■ **GIVEN TEXT**:
BEGIN
Can the future be a privacy apartheid?
Nov 16, 2023
Users are now being asked if they want to pay for privacy. Can you waiver your civil rights just because you don’t can afford them?
The era of technology has brought about the promise of convenience and efficiency, but it has also raised concerns about privacy. With the rise of social media platforms and the amount of personal data shared online, there is increased interest in privacy protection.
However, a new debate has emerged around whether social media platforms like Twitter and Facebook can manipulate users by offering features to protect their privacy while leaving other users unprotected.
On the one hand, it is understandable why these platforms would want to offer privacy features. Users are increasingly concerned about their personal data being shared and sold to third-party companies without their consent. Offering privacy features can help retain users and attract new ones who value their privacy.
On the other hand, some argue that these platforms are using privacy as a bargaining chip to monetize their users. If users want privacy, they must pay for it. This creates a two-tiered system, where those who can afford to pay for privacy are protected, while those who cannot are left vulnerable.
END
■ **REQUIRED WORK**:
#1 Which two social media platforms does the privacy article name as examples?
#2 Please quote the privacy article, beginning at the words "The era of technology" and stopping after "in privacy protection.".
The material after this sentence has no connection to the privacy article.

■ **MATERIAL SUPPLIED**:
BEGIN
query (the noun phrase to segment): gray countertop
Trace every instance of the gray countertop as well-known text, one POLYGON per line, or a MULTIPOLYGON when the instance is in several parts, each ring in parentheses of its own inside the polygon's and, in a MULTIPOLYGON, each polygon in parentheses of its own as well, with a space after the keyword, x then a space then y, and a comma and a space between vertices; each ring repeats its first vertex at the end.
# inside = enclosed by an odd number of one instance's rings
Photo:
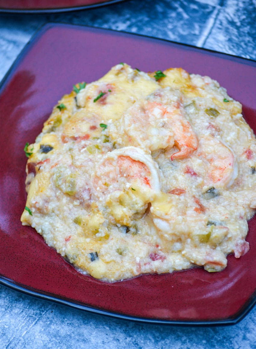
MULTIPOLYGON (((256 60, 255 0, 130 0, 62 13, 0 14, 0 80, 36 31, 52 22, 145 34, 256 60)), ((90 313, 1 285, 0 291, 1 348, 256 348, 256 309, 233 326, 162 326, 90 313)))

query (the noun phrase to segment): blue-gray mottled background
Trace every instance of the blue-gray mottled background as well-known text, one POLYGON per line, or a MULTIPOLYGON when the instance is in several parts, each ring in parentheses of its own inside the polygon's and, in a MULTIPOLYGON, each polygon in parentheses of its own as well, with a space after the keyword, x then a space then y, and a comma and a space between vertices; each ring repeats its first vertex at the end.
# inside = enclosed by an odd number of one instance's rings
MULTIPOLYGON (((0 14, 0 80, 33 34, 50 22, 145 34, 256 60, 256 0, 130 0, 63 13, 0 14)), ((232 326, 150 325, 66 307, 0 285, 0 314, 1 348, 256 348, 256 309, 232 326)))

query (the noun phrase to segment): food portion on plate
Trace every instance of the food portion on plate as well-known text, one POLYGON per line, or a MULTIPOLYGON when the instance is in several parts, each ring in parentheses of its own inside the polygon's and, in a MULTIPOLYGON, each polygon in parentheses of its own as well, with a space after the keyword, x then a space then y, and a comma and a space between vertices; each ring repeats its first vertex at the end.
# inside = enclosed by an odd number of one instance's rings
POLYGON ((21 217, 80 272, 112 282, 249 250, 256 140, 208 76, 123 63, 74 86, 28 157, 21 217))

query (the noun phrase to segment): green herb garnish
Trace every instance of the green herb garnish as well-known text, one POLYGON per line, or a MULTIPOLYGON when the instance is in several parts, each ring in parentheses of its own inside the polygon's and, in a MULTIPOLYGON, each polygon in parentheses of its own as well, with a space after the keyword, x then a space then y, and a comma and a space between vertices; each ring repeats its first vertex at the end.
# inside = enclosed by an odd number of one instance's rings
MULTIPOLYGON (((24 151, 25 151, 25 154, 26 154, 26 156, 27 157, 29 157, 30 155, 32 155, 32 154, 33 154, 32 153, 30 153, 28 151, 28 148, 29 145, 29 143, 28 142, 27 142, 26 143, 26 144, 25 144, 25 147, 24 147, 24 151)), ((33 149, 34 149, 34 147, 33 147, 33 148, 32 148, 31 149, 31 150, 32 150, 33 149)))
POLYGON ((166 75, 164 74, 163 72, 160 70, 158 70, 156 73, 156 75, 154 75, 154 77, 155 78, 157 81, 159 79, 160 79, 161 77, 165 77, 166 76, 166 75))
POLYGON ((102 127, 103 129, 102 130, 103 131, 104 131, 104 130, 105 130, 107 127, 107 125, 106 125, 105 124, 100 124, 99 126, 100 127, 102 127))
POLYGON ((107 92, 103 92, 102 91, 100 91, 100 93, 98 95, 96 98, 95 98, 93 99, 93 102, 95 103, 95 102, 97 102, 98 99, 99 99, 100 98, 105 95, 107 92))
POLYGON ((63 110, 63 109, 67 109, 67 107, 63 103, 61 103, 59 105, 57 105, 57 107, 61 111, 63 110))
POLYGON ((25 206, 25 209, 26 211, 28 211, 30 216, 33 216, 32 213, 31 212, 31 210, 27 206, 25 206))
POLYGON ((219 115, 219 112, 214 108, 209 108, 209 109, 205 109, 204 111, 207 115, 210 116, 214 116, 215 118, 219 115))
POLYGON ((81 90, 82 90, 83 88, 84 88, 86 85, 86 83, 83 82, 82 83, 80 82, 78 84, 79 86, 79 88, 77 87, 75 85, 73 85, 73 91, 74 91, 76 93, 78 93, 81 90))

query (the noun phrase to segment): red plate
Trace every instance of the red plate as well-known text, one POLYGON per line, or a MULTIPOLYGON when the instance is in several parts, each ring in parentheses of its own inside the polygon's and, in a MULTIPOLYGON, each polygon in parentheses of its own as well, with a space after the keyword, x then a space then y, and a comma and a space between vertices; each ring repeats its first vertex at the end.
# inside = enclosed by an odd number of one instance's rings
POLYGON ((181 67, 216 79, 242 104, 256 129, 256 62, 163 40, 106 30, 48 24, 26 46, 0 89, 0 282, 76 307, 155 322, 231 324, 255 302, 256 218, 249 252, 219 273, 195 268, 110 284, 79 274, 20 219, 27 158, 53 106, 73 84, 97 80, 125 62, 145 71, 181 67))
POLYGON ((0 0, 0 12, 63 12, 96 7, 122 1, 123 0, 0 0))

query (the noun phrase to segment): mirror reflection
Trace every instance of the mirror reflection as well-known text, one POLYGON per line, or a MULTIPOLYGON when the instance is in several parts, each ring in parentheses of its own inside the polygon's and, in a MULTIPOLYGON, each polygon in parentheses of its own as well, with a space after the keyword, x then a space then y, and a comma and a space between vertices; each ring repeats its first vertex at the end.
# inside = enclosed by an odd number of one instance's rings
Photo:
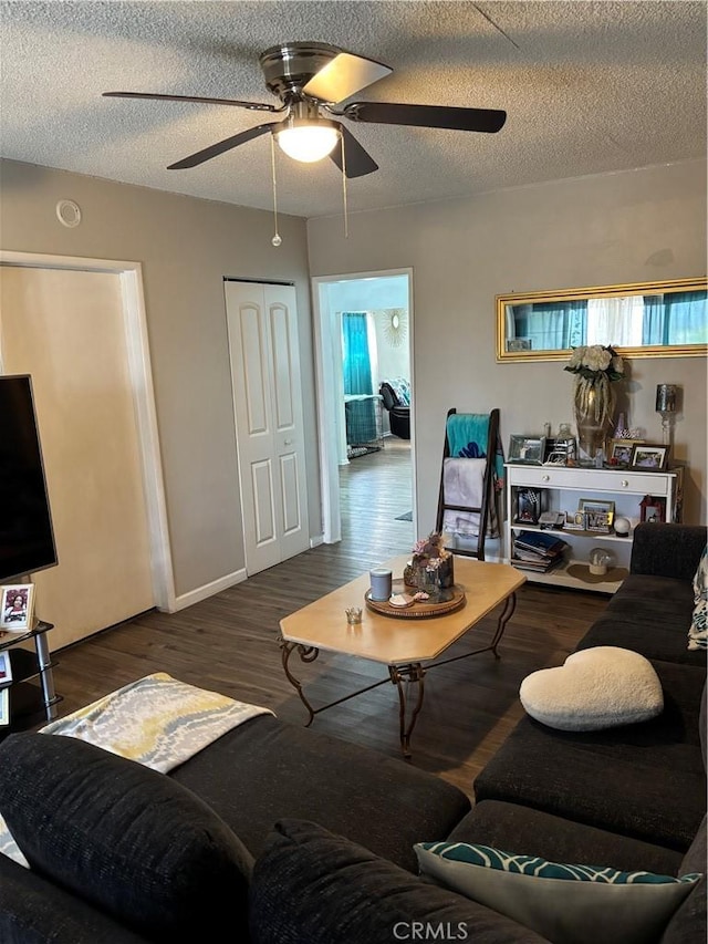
END
■ **RESULTS BY TASK**:
#1 Twitter and Facebook.

#2
The era of technology has brought about the promise of convenience and efficiency, but it has also raised concerns about privacy. With the rise of social media platforms and the amount of personal data shared online, there is increased interest in privacy protection.